## WORKING DATA
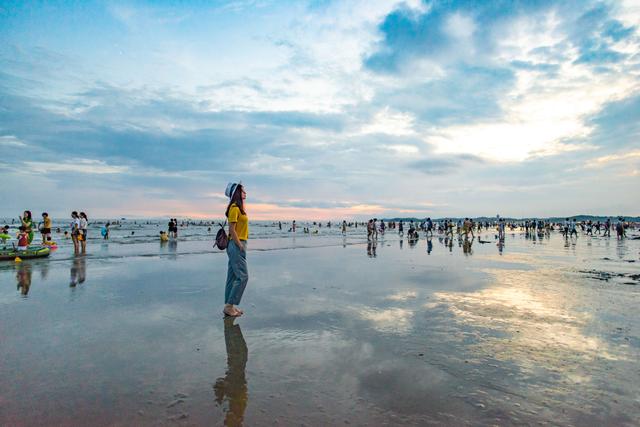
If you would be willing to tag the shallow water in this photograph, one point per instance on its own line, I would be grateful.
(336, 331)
...
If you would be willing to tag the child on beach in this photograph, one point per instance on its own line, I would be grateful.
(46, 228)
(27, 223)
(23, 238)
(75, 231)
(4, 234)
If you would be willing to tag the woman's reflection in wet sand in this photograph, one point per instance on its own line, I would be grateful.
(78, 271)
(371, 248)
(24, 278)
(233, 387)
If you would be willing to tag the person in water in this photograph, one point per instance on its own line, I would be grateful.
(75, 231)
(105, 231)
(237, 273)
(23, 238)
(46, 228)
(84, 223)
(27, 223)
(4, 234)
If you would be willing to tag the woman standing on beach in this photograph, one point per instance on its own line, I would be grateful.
* * *
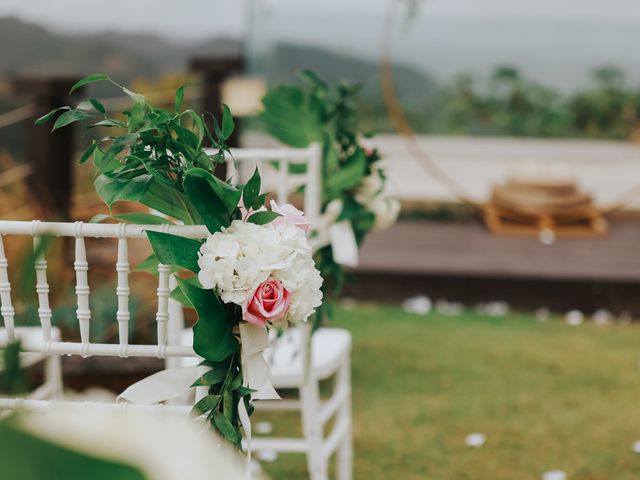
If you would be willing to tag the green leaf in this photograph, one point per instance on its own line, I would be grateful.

## EXERCISE OBJECTIVE
Could you repeat exactly the lines above from the line with "If you would be willing to tag the child" up to and including the line with "If you would be willing to tag the woman standing", and only those?

## EXERCISE RESULT
If you would be willing to tag the child on beach in this photograph, one point per instance on its own line, I would be grateful.
(46, 228)
(27, 223)
(23, 238)
(75, 231)
(4, 234)
If you would be willing to tag the woman's reflection in wet sand in this photograph, one point per instance on its own line, I would be grateful.
(78, 271)
(371, 248)
(24, 278)
(233, 387)
If you would be willing to tag the person in water in this photograph, one point per instance on its own line, I would be grateful.
(75, 231)
(105, 231)
(237, 273)
(23, 238)
(46, 228)
(84, 223)
(27, 223)
(4, 234)
If you would be willing to tag the woman standing on beach in this photograph, one point per instance on its own line, I would be grateful.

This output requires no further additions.